#### Records to process ####

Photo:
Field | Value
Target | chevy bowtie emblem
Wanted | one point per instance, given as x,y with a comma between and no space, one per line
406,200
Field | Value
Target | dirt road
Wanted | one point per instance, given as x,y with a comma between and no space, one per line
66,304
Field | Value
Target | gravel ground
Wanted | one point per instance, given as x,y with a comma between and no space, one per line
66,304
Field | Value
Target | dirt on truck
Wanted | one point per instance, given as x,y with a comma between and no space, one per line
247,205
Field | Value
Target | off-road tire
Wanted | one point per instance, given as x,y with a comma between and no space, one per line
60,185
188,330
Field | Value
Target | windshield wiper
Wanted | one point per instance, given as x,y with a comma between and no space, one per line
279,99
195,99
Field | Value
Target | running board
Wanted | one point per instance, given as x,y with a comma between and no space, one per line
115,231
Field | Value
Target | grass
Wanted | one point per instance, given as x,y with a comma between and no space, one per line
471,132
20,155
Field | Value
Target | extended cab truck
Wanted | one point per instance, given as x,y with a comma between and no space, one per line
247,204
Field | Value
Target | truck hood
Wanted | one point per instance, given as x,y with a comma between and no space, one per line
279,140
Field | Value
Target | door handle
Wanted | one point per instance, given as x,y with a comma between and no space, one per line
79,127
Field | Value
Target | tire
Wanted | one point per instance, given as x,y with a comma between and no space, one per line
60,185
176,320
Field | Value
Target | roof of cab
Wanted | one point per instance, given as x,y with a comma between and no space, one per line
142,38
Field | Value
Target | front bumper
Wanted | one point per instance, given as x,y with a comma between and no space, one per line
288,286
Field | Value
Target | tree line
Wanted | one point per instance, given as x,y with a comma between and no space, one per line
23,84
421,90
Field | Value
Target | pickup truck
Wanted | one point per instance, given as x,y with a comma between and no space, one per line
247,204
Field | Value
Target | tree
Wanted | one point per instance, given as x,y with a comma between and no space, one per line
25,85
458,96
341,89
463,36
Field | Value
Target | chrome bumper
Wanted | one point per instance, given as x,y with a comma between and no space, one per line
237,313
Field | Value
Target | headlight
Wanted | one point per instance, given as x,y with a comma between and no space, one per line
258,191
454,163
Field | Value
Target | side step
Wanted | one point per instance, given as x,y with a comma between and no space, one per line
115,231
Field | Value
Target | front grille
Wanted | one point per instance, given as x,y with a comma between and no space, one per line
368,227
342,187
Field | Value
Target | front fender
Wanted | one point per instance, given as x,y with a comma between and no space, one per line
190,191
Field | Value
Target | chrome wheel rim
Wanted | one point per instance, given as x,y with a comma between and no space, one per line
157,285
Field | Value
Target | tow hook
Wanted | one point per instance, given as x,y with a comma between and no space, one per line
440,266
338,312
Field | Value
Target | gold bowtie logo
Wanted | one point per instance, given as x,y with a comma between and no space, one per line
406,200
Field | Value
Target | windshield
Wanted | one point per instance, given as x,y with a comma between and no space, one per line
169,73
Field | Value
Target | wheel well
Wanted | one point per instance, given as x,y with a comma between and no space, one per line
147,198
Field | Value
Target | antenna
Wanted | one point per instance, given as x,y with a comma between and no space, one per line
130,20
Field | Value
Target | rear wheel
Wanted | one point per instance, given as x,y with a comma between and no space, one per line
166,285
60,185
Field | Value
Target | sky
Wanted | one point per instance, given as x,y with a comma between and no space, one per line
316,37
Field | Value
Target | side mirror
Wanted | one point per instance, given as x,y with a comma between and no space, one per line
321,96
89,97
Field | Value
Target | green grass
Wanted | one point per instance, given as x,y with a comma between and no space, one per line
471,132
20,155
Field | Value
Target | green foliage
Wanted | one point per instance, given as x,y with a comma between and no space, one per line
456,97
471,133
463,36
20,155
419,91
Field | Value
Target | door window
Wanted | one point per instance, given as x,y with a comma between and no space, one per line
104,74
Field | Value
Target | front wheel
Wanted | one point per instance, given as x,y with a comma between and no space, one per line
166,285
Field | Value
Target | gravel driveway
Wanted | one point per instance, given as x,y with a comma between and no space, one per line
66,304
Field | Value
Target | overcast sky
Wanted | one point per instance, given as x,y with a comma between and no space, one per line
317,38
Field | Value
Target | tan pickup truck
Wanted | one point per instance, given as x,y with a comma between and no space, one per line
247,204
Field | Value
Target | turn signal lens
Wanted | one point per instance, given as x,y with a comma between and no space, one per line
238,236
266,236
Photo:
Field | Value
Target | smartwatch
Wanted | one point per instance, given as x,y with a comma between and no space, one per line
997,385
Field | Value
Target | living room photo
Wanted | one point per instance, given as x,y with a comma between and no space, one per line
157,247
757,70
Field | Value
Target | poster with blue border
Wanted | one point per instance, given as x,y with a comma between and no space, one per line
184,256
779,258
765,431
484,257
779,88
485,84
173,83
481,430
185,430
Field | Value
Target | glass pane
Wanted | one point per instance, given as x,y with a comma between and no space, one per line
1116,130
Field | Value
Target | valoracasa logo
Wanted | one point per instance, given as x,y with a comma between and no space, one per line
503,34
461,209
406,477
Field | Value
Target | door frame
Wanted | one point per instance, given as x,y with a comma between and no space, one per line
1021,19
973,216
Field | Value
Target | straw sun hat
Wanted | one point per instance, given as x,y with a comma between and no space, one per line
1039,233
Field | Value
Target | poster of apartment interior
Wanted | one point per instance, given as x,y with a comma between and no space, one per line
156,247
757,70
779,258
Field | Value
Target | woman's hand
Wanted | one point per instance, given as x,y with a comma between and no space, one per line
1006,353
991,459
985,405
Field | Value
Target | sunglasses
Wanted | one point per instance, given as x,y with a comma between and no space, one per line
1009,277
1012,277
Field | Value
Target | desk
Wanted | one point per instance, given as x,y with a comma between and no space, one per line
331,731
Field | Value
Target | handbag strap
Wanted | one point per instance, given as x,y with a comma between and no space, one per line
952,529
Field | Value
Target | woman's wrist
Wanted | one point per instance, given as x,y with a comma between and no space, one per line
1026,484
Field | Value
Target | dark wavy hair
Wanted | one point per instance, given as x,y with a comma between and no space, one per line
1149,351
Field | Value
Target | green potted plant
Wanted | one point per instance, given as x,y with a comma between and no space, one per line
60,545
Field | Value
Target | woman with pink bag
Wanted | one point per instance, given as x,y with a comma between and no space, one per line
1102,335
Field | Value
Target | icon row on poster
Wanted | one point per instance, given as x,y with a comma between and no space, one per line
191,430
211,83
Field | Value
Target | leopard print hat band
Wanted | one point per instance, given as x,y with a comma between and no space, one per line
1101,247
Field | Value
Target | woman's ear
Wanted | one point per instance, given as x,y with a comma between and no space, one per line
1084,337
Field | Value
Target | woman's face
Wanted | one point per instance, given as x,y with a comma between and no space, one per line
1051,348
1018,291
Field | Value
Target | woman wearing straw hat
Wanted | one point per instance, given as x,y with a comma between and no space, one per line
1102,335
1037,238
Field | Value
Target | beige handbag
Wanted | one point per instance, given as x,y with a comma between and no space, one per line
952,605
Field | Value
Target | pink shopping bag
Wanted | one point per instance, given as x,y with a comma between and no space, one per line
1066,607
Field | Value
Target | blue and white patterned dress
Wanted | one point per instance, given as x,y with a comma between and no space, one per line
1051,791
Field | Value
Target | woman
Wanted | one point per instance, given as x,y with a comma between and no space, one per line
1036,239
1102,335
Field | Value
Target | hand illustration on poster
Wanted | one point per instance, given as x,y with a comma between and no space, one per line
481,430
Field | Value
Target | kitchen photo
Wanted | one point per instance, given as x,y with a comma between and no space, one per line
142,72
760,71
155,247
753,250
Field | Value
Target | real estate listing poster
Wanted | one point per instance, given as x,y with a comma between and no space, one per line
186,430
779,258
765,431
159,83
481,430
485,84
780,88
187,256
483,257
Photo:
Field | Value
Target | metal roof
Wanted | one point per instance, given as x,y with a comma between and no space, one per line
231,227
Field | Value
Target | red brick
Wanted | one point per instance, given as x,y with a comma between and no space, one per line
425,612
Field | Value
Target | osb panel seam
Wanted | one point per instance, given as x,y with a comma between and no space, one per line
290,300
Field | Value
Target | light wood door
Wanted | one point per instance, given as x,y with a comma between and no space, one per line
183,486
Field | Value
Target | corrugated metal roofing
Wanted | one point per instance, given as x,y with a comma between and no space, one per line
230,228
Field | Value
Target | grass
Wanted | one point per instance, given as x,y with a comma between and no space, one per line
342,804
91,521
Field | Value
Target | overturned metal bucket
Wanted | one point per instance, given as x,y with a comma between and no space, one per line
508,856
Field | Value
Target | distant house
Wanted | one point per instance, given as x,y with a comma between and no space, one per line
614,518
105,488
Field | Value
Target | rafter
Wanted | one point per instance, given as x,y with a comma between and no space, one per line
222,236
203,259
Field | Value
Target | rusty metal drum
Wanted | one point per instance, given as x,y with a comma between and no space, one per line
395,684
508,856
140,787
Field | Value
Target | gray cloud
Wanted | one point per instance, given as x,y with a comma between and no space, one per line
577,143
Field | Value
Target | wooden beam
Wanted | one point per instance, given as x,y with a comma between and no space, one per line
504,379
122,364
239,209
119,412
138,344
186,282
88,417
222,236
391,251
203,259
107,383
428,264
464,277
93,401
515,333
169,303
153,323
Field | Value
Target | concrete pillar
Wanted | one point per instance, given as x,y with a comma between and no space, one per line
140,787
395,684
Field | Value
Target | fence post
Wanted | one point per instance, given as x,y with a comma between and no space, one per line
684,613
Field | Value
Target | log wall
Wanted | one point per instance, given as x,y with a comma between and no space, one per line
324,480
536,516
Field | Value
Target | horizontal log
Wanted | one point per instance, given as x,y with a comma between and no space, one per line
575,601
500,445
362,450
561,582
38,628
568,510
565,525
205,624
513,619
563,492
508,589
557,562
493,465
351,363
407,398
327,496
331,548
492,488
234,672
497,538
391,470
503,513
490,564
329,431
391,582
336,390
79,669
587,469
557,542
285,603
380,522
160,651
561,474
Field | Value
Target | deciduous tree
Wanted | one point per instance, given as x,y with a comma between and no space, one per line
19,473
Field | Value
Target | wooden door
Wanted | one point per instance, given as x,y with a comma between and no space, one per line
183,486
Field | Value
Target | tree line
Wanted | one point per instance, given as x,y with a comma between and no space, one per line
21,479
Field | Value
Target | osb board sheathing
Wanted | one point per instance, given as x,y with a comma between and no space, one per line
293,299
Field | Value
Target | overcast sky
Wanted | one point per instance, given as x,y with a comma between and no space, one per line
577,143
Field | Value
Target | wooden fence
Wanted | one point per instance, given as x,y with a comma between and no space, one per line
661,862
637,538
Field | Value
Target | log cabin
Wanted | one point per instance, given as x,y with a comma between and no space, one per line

####

Exercise description – Find and copy out each line of the records above that contains the string "wooden". Matching is case-sensitive.

Reply –
Target | wooden beam
Target | wooden door
Target | wooden fence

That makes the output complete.